STORED DATA |

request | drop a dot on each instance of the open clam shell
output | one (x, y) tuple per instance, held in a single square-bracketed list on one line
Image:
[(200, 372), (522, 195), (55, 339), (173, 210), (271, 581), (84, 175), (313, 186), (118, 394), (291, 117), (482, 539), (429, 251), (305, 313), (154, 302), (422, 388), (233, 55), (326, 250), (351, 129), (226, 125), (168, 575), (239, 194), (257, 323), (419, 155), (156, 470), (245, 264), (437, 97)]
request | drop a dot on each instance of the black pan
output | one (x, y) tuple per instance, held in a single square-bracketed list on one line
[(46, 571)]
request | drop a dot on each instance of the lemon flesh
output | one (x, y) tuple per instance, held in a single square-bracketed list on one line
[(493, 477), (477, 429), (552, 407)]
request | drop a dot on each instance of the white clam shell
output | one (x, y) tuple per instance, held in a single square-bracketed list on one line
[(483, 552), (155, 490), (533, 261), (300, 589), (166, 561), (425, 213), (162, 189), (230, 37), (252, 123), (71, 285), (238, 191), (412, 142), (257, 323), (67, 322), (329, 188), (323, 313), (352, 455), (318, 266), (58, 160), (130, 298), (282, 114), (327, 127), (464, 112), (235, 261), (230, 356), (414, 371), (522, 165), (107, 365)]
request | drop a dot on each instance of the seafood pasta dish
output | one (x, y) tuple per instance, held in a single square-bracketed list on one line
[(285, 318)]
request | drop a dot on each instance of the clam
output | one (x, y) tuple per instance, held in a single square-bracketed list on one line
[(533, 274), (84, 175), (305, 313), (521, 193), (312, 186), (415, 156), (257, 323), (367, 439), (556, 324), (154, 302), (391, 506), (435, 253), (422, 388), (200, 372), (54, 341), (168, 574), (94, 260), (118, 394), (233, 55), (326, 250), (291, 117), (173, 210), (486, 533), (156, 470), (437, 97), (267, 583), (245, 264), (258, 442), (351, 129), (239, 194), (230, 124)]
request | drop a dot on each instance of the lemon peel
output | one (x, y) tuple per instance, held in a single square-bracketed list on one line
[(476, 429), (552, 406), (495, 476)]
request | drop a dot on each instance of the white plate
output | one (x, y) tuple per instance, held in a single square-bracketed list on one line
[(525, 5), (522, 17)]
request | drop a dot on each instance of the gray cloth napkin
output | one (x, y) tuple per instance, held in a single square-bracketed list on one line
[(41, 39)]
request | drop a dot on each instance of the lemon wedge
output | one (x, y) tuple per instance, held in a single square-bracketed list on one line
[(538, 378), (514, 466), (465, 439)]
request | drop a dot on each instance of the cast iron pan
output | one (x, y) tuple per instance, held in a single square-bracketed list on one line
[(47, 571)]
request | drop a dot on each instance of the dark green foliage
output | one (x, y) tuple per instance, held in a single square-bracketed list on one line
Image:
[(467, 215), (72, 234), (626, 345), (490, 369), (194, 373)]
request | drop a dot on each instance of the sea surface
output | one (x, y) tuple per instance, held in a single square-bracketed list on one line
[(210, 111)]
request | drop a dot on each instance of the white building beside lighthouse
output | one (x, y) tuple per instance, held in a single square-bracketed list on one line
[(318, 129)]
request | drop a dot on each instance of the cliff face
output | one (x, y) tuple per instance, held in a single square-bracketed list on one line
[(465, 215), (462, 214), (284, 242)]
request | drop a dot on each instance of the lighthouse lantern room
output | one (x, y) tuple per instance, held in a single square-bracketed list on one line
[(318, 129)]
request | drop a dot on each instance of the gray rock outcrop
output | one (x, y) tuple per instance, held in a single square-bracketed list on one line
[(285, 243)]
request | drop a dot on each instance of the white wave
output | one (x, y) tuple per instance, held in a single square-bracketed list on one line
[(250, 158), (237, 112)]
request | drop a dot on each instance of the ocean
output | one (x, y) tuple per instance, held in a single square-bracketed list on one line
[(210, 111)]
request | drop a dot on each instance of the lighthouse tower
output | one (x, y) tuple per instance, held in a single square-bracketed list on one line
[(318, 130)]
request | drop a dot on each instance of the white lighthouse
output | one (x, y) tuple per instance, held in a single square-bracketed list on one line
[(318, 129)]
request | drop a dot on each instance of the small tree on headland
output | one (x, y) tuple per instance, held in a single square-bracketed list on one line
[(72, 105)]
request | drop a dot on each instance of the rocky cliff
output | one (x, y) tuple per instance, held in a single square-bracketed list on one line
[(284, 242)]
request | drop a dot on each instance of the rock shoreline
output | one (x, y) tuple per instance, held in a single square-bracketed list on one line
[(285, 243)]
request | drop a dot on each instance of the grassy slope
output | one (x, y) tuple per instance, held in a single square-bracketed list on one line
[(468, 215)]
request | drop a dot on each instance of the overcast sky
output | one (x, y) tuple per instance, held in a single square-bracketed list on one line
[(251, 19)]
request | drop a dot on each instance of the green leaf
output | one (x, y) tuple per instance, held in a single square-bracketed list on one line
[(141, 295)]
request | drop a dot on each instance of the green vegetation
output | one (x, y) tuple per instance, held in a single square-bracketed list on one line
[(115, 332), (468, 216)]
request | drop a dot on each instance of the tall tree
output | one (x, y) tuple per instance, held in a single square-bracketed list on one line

EXERCISE DETAILS |
Retype every one of the rows above word for word.

EXPECTED ANSWER |
request | drop a dot on each instance of the open clam shell
output | one (x, y) tuple per instance, held in a single square-bracketed list on one line
Image:
[(200, 372), (522, 195), (55, 339), (173, 210), (271, 581), (84, 175), (313, 186), (118, 394), (291, 117), (482, 539), (429, 251), (305, 313), (154, 302), (422, 388), (233, 55), (326, 250), (351, 129), (226, 125), (168, 575), (239, 194), (257, 323), (419, 155), (156, 470), (245, 264), (437, 97)]
request | drop a dot on each instance of the black pan
output | one (x, y) tuple per instance, held in a single square-bracketed list on one line
[(46, 571)]
request | drop a dot on each instance of the lemon flesh
output | one (x, y) tuple per instance, held in a single square-bracketed list on one line
[(493, 477), (477, 429), (552, 407)]
request | drop a dot on each instance of the white clam shell
output | one (x, y) tuple per instance, held in a single square-bracketed list on one line
[(483, 552), (155, 490), (533, 261), (300, 589), (166, 561), (425, 213), (162, 189), (230, 37), (252, 123), (71, 285), (238, 191), (412, 142), (257, 323), (67, 322), (329, 188), (323, 313), (352, 455), (318, 266), (58, 160), (130, 298), (282, 114), (327, 127), (464, 112), (235, 261), (230, 356), (414, 371), (522, 165), (107, 365)]
request | drop a dot on each instance of the seafood pasta dish
output | one (x, y) tuple per instance, held in a single square-bracketed list on one line
[(285, 318)]
request | drop a dot on each instance of the clam
output | one (x, y) tuple per instance, held in a single square-bracketed list on one line
[(533, 274), (84, 175), (305, 313), (521, 193), (312, 186), (415, 156), (257, 323), (367, 439), (556, 324), (154, 302), (391, 506), (435, 253), (422, 388), (200, 372), (54, 341), (168, 574), (94, 260), (118, 394), (233, 55), (326, 250), (291, 117), (173, 210), (486, 533), (156, 470), (437, 97), (267, 583), (245, 264), (258, 442), (351, 129), (239, 194), (230, 124)]
request | drop a dot on each instance of the lemon peel
output | one (x, y) tuple per instance, held in a single square-bracketed list on one line
[(476, 429), (552, 406), (495, 476)]
request | drop a dot on each instance of the white plate
output | one (x, y) tuple per instance, held in a single square-bracketed list on one line
[(525, 5), (522, 17)]
request | drop a dot on each instance of the gray cloth napkin
output | one (x, y) tuple per instance, held in a single square-bracketed list on one line
[(41, 39)]
request | drop a dot on each instance of the lemon wedge
output | one (x, y) tuple per instance, held in a single square-bracketed list on one line
[(538, 378), (514, 466), (465, 439)]
request | drop a dot on each instance of the cast iron pan
output | one (x, y) tuple per instance, held in a single square-bracketed list on one line
[(47, 571)]
request | drop a dot on each instance of the dark green foliage
output | one (x, y) tuple per instance, held in a single square-bracketed list on one line
Image:
[(467, 215), (72, 234), (626, 345), (490, 369), (194, 373)]
request | drop a dot on each instance of the sea surface
output | one (x, y) tuple per instance, held in a single square-bracketed list on one line
[(210, 111)]
request | drop a dot on each instance of the white building beside lighthouse
output | one (x, y) tuple per instance, held in a single square-bracketed list on one line
[(318, 129)]
request | drop a dot on each instance of the cliff face
output | one (x, y) tuple per instance, held in a single square-bracketed list on one line
[(465, 215), (462, 214), (284, 242)]
request | drop a dot on each instance of the lighthouse lantern room
output | one (x, y) tuple per instance, held in a single square-bracketed list on one line
[(318, 129)]
request | drop a dot on each instance of the gray rock outcrop
output | one (x, y) tuple per instance, held in a single square-bracketed list on one line
[(285, 243)]
request | drop a dot on each instance of the white wave
output | one (x, y) tuple per instance, held in a single square-bracketed list on one line
[(250, 158), (237, 112)]
request | drop a dot on each instance of the ocean
output | one (x, y) tuple per instance, held in a single square-bracketed list on one line
[(210, 111)]
request | drop a dot on each instance of the lighthouse tower
output | one (x, y) tuple per instance, held in a single square-bracketed list on one line
[(318, 130)]
request | drop a dot on each instance of the white lighthouse
output | one (x, y) tuple per instance, held in a single square-bracketed list on one line
[(318, 129)]
request | drop a dot on each instance of the small tree on headland
output | one (x, y) tuple per instance, held in a single square-bracketed list on one line
[(72, 105)]
request | drop a dot on each instance of the rocky cliff
output | one (x, y) tuple per instance, held in a single square-bracketed list on one line
[(284, 242)]
request | drop a dot on each instance of the rock shoreline
output | one (x, y) tuple per instance, held in a single square-bracketed list on one line
[(285, 243)]
request | drop a dot on each instance of the grassy slope
output | one (x, y) tuple per instance, held in a single square-bracketed list on one line
[(468, 215)]
request | drop a dot on each instance of the overcast sky
output | one (x, y) tuple per instance, held in a single square-bracketed list on one line
[(251, 19)]
request | drop a dot on each instance of the green leaf
output | one (x, y) tuple per instance, held in a single square-bracketed list on one line
[(141, 295)]
request | drop a dot on each instance of the green vegetation
output | one (x, y) tuple per instance, held in a single square-bracketed list on one line
[(115, 332), (468, 216)]
request | drop a dot on each instance of the tall tree
output | one (x, y) tuple per instance, held in a single square-bracketed list on one line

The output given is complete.